═════ Source passage ═════

When Iran’s Ayatollah Ruhollah Khomeini issued a fatwa against “Satanic Verses” author Salman Rushdie in 1989 for “blasphemy” against Islam, the reaction was swift: Rushdie repented and killed the paperback edition of his novel, lest he be killed himself. As the BBC put it in 1990, “He renewed his faith in Islam on Christmas Eve and disassociated himself from the anti-Muslim sentiments expressed by characters in his book.”
Not that his obsequiousness did him any good. Ayatollah Ali Khamenei, Khomeini’s successor, pronounced the fatwa a “divine ruling” that couldn’t be withdrawn even if Rushdie “repents and becomes the most pious man of his time.”
Since then, intolerance among Islamists in Europe has grown to the point that public figures are cowed by the constant threat of violence, often acted upon, should anyone insult the faith — “insult” being defined as disagreeing with its precepts or refusing to live by its mores.

═════

Your goal:
From the passage on the Rushdie fatwa, extract the words starting at "Not that his" and ending at "by its mores.", copied verbatim.

═════ Material provided ═════

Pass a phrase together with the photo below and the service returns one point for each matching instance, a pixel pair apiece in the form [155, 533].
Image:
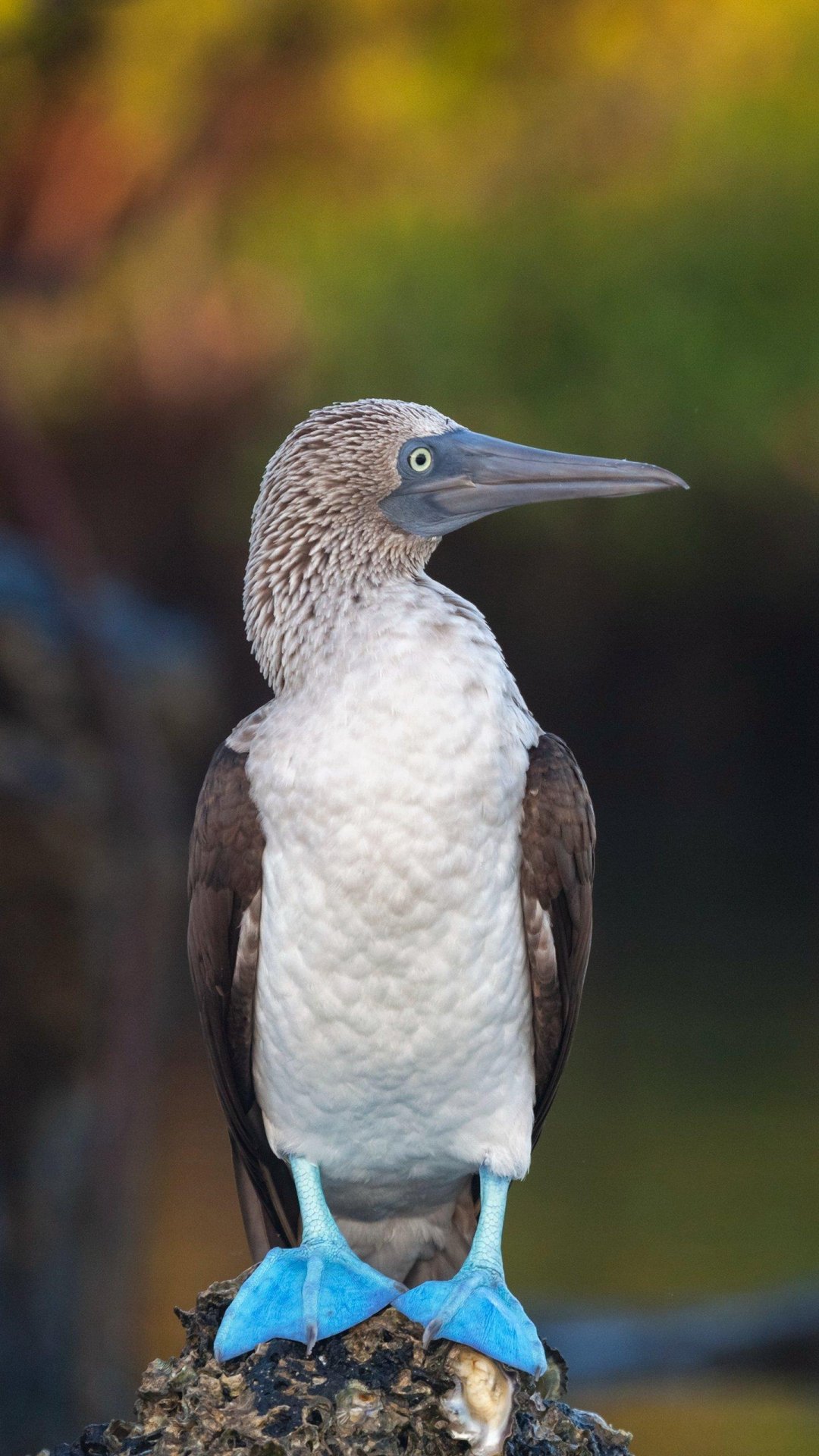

═════

Complete answer:
Not that his obsequiousness did him any good. Ayatollah Ali Khamenei, Khomeini’s successor, pronounced the fatwa a “divine ruling” that couldn’t be withdrawn even if Rushdie “repents and becomes the most pious man of his time.”
Since then, intolerance among Islamists in Europe has grown to the point that public figures are cowed by the constant threat of violence, often acted upon, should anyone insult the faith — “insult” being defined as disagreeing with its precepts or refusing to live by its mores.